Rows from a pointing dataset
____________________
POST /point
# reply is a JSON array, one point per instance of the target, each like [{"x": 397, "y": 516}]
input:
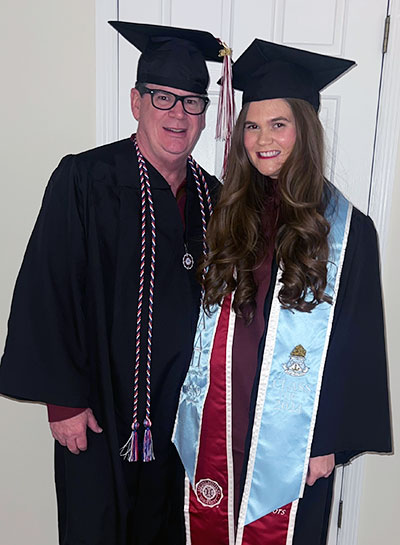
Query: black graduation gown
[
  {"x": 71, "y": 340},
  {"x": 353, "y": 413}
]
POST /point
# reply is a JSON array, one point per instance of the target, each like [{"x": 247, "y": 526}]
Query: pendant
[{"x": 188, "y": 261}]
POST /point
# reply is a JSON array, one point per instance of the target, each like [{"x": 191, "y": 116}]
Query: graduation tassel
[
  {"x": 130, "y": 451},
  {"x": 148, "y": 452},
  {"x": 226, "y": 103}
]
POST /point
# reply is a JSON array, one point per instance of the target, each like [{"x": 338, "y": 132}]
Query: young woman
[{"x": 288, "y": 375}]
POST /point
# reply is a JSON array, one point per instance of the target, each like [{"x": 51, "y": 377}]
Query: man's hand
[
  {"x": 71, "y": 433},
  {"x": 320, "y": 466}
]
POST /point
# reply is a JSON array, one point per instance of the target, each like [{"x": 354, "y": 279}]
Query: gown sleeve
[
  {"x": 45, "y": 355},
  {"x": 353, "y": 414}
]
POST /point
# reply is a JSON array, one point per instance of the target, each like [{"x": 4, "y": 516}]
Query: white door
[{"x": 352, "y": 29}]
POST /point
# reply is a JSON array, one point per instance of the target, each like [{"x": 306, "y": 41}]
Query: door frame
[{"x": 386, "y": 156}]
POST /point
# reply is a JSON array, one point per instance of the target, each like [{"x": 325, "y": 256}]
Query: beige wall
[
  {"x": 47, "y": 109},
  {"x": 381, "y": 493}
]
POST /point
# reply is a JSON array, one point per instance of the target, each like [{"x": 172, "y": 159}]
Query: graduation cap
[
  {"x": 267, "y": 70},
  {"x": 172, "y": 56}
]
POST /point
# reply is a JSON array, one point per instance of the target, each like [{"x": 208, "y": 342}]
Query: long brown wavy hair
[{"x": 236, "y": 238}]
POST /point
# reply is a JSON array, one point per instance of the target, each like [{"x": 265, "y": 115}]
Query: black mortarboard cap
[
  {"x": 172, "y": 56},
  {"x": 267, "y": 70}
]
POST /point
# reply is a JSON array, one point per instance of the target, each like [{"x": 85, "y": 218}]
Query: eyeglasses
[{"x": 165, "y": 100}]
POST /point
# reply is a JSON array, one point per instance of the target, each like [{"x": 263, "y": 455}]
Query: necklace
[{"x": 130, "y": 451}]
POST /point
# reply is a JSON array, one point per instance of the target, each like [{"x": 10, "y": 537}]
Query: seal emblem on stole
[
  {"x": 296, "y": 366},
  {"x": 208, "y": 492}
]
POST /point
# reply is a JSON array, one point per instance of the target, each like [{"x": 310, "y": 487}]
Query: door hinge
[
  {"x": 340, "y": 514},
  {"x": 386, "y": 34}
]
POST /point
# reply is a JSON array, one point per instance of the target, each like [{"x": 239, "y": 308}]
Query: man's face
[{"x": 165, "y": 136}]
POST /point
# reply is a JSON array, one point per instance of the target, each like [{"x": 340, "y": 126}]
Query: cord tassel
[
  {"x": 148, "y": 452},
  {"x": 130, "y": 451}
]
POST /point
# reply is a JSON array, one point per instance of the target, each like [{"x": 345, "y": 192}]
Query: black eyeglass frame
[{"x": 143, "y": 90}]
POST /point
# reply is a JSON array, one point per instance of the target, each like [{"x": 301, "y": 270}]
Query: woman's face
[{"x": 269, "y": 135}]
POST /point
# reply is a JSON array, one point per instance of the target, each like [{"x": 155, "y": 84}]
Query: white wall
[
  {"x": 379, "y": 510},
  {"x": 47, "y": 109}
]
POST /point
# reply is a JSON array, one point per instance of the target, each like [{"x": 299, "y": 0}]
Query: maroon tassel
[
  {"x": 148, "y": 452},
  {"x": 226, "y": 104}
]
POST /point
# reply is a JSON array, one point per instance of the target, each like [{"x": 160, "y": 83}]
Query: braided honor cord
[
  {"x": 130, "y": 450},
  {"x": 198, "y": 175}
]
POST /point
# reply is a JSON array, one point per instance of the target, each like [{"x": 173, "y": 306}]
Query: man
[{"x": 106, "y": 302}]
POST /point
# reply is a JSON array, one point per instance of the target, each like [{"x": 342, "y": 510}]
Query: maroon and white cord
[{"x": 130, "y": 451}]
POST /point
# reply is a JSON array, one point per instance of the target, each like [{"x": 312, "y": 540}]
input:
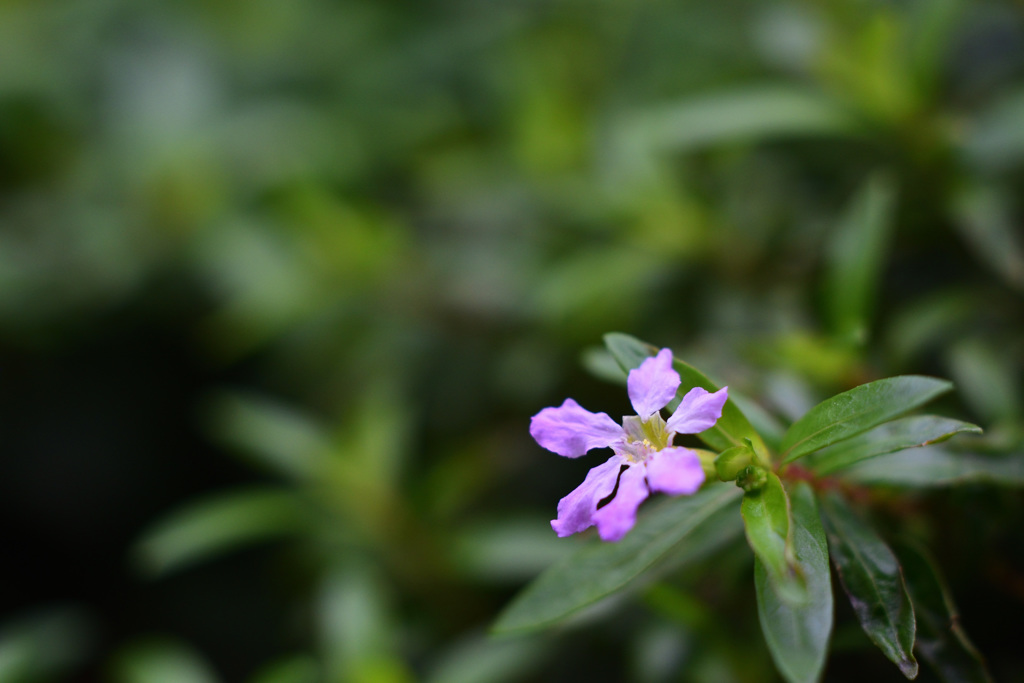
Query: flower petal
[
  {"x": 576, "y": 511},
  {"x": 698, "y": 411},
  {"x": 675, "y": 471},
  {"x": 617, "y": 517},
  {"x": 570, "y": 430},
  {"x": 653, "y": 384}
]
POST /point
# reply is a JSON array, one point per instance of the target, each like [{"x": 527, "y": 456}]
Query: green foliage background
[{"x": 283, "y": 281}]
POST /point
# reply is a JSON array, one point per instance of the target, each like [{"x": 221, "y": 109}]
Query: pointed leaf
[
  {"x": 856, "y": 258},
  {"x": 941, "y": 640},
  {"x": 731, "y": 428},
  {"x": 798, "y": 635},
  {"x": 935, "y": 466},
  {"x": 690, "y": 525},
  {"x": 858, "y": 410},
  {"x": 871, "y": 578},
  {"x": 766, "y": 518},
  {"x": 911, "y": 432}
]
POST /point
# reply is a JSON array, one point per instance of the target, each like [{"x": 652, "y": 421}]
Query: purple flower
[{"x": 644, "y": 459}]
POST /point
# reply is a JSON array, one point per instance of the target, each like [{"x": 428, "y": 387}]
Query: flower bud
[{"x": 752, "y": 478}]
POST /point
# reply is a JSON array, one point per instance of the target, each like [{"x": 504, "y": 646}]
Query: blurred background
[{"x": 282, "y": 283}]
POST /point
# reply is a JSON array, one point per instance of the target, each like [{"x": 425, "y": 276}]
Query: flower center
[{"x": 644, "y": 438}]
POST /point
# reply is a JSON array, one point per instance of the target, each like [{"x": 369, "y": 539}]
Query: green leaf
[
  {"x": 210, "y": 526},
  {"x": 985, "y": 218},
  {"x": 870, "y": 574},
  {"x": 767, "y": 521},
  {"x": 751, "y": 114},
  {"x": 731, "y": 428},
  {"x": 296, "y": 669},
  {"x": 897, "y": 435},
  {"x": 45, "y": 645},
  {"x": 798, "y": 634},
  {"x": 161, "y": 660},
  {"x": 934, "y": 466},
  {"x": 941, "y": 640},
  {"x": 996, "y": 139},
  {"x": 985, "y": 373},
  {"x": 856, "y": 258},
  {"x": 477, "y": 657},
  {"x": 858, "y": 410},
  {"x": 691, "y": 525},
  {"x": 272, "y": 435}
]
____________________
◆ **Stated goal**:
Repeat all the data as it stands, dropping any images it holds.

◆ **Output for this task**:
POST /point
# reply is a JSON array, one point per instance of the target, each like [{"x": 397, "y": 516}]
input:
Query: black graduation gown
[
  {"x": 71, "y": 340},
  {"x": 353, "y": 413}
]
POST /point
# reply is a JSON array, one point per instance of the target, each like [{"x": 247, "y": 526}]
Query: pendant
[{"x": 188, "y": 261}]
POST /point
# reply is a JSON array, one point per instance of the target, each like [{"x": 191, "y": 116}]
Query: graduation tassel
[
  {"x": 130, "y": 451},
  {"x": 148, "y": 452},
  {"x": 226, "y": 103}
]
POST /point
# reply is a JSON array, one point per instance of the target, each like [{"x": 338, "y": 132}]
Query: young woman
[{"x": 288, "y": 375}]
POST /point
# reply is a JSON array, one point per instance of the target, each like [{"x": 51, "y": 377}]
Query: man's hand
[
  {"x": 71, "y": 433},
  {"x": 320, "y": 466}
]
POST /point
# reply is a JSON array, one point per instance of the target, each like [{"x": 354, "y": 279}]
Query: gown sleeve
[
  {"x": 45, "y": 355},
  {"x": 353, "y": 414}
]
POST /point
# reply is a JSON array, one point per instance of the target, each like [{"x": 4, "y": 516}]
Query: white door
[{"x": 352, "y": 29}]
POST /point
# reply is a JSON array, one point per instance of the target, each like [{"x": 306, "y": 41}]
Query: door frame
[{"x": 386, "y": 156}]
POST /point
# reply is a JSON array, one point per instance of the target, each like [{"x": 325, "y": 256}]
Query: beige wall
[
  {"x": 47, "y": 109},
  {"x": 381, "y": 493}
]
POST /point
# reply is a JSON array, one point per instance of the target, each like [{"x": 172, "y": 159}]
Query: graduation cap
[
  {"x": 267, "y": 70},
  {"x": 172, "y": 56}
]
POST /point
# reply is a JSON array, one point per instance of the target, each like [{"x": 208, "y": 342}]
Query: long brown wavy hair
[{"x": 236, "y": 238}]
POST /point
# reply is a JSON array, one point per instance of the target, each like [{"x": 265, "y": 115}]
Query: black mortarboard cap
[
  {"x": 172, "y": 56},
  {"x": 267, "y": 70}
]
POST /point
# reply is a JSON array, one point per instance of the target, each like [{"x": 85, "y": 218}]
Query: eyeglasses
[{"x": 165, "y": 100}]
POST /point
# reply is a JSON array, one point per instance of the target, each like [{"x": 263, "y": 455}]
Query: necklace
[{"x": 130, "y": 451}]
POST /point
# reply is a JSON array, one point per instance of the target, each like [{"x": 10, "y": 537}]
Query: seal emblem on stole
[
  {"x": 296, "y": 366},
  {"x": 208, "y": 492}
]
POST /point
# reply is a JSON array, one point per instance of the target, each like [{"x": 310, "y": 487}]
Query: door hinge
[
  {"x": 340, "y": 514},
  {"x": 386, "y": 34}
]
POST /point
# reply is a JSON array, one point per instance of the target, each like [{"x": 239, "y": 308}]
Query: man's face
[{"x": 165, "y": 136}]
POST /point
# reply is a JSON array, one point per instance of the target, each like [{"x": 340, "y": 126}]
Query: cord tassel
[
  {"x": 148, "y": 452},
  {"x": 130, "y": 451}
]
POST /point
# reply is a JSON array, one point per instance of the target, each like [{"x": 345, "y": 192}]
Query: black eyeglass frame
[{"x": 143, "y": 90}]
POST /point
# reply is a JSON array, one point per instance of the target, each like [{"x": 301, "y": 270}]
Query: woman's face
[{"x": 269, "y": 135}]
POST /point
# reply is a JSON array, one point per instance of the target, each like [{"x": 155, "y": 84}]
Query: white wall
[
  {"x": 379, "y": 510},
  {"x": 47, "y": 109}
]
POST /point
# reply is a JSON array, one point per instance of the target, each like [{"x": 299, "y": 0}]
Query: maroon tassel
[
  {"x": 148, "y": 452},
  {"x": 226, "y": 104}
]
POST /point
# reply is a JSON array, one point per instance of the target, each like [{"x": 160, "y": 83}]
Query: braided honor cord
[
  {"x": 130, "y": 450},
  {"x": 198, "y": 175}
]
POST /point
# reply is a JSON array, one point per instance of the target, each like [{"x": 173, "y": 306}]
Query: man
[{"x": 106, "y": 302}]
POST /point
# reply is a JSON array, one point per instance of the target, each like [{"x": 342, "y": 510}]
Query: maroon and white cord
[{"x": 130, "y": 451}]
POST /point
# reply is a JSON array, one point per instance of the target, each like [{"x": 312, "y": 540}]
input:
Query: flower petal
[
  {"x": 576, "y": 511},
  {"x": 698, "y": 411},
  {"x": 675, "y": 471},
  {"x": 617, "y": 517},
  {"x": 570, "y": 430},
  {"x": 653, "y": 384}
]
POST /point
# reply is a JSON array, one point per instance of the target, each like [{"x": 527, "y": 456}]
Query: green foliage background
[{"x": 283, "y": 281}]
POST /point
# reply is a JSON array, one point per instance of the target, each like [{"x": 221, "y": 109}]
Query: pointed leaf
[
  {"x": 856, "y": 258},
  {"x": 941, "y": 640},
  {"x": 731, "y": 428},
  {"x": 798, "y": 635},
  {"x": 935, "y": 466},
  {"x": 690, "y": 525},
  {"x": 858, "y": 410},
  {"x": 871, "y": 578},
  {"x": 766, "y": 518},
  {"x": 911, "y": 432}
]
POST /point
# reply is a JSON array, one point per instance of the target, each like [{"x": 652, "y": 421}]
Query: purple flower
[{"x": 644, "y": 459}]
POST /point
# reply is a JSON array, one point per instance of the target, each like [{"x": 428, "y": 387}]
Query: flower bud
[{"x": 752, "y": 478}]
POST /point
# reply is a JSON array, one point per instance of the target, each like [{"x": 504, "y": 646}]
Query: blurred background
[{"x": 282, "y": 283}]
POST /point
# reply is a JSON array, one point per instance of the target, each like [{"x": 425, "y": 276}]
Query: flower center
[{"x": 644, "y": 438}]
POST /point
# reply is a JSON array, one point per instance of the target, each like [{"x": 369, "y": 539}]
Query: green leaf
[
  {"x": 210, "y": 526},
  {"x": 985, "y": 218},
  {"x": 870, "y": 574},
  {"x": 767, "y": 521},
  {"x": 751, "y": 114},
  {"x": 731, "y": 428},
  {"x": 296, "y": 669},
  {"x": 897, "y": 435},
  {"x": 45, "y": 645},
  {"x": 798, "y": 634},
  {"x": 161, "y": 660},
  {"x": 934, "y": 466},
  {"x": 941, "y": 640},
  {"x": 996, "y": 139},
  {"x": 985, "y": 373},
  {"x": 856, "y": 258},
  {"x": 477, "y": 657},
  {"x": 858, "y": 410},
  {"x": 691, "y": 525},
  {"x": 272, "y": 435}
]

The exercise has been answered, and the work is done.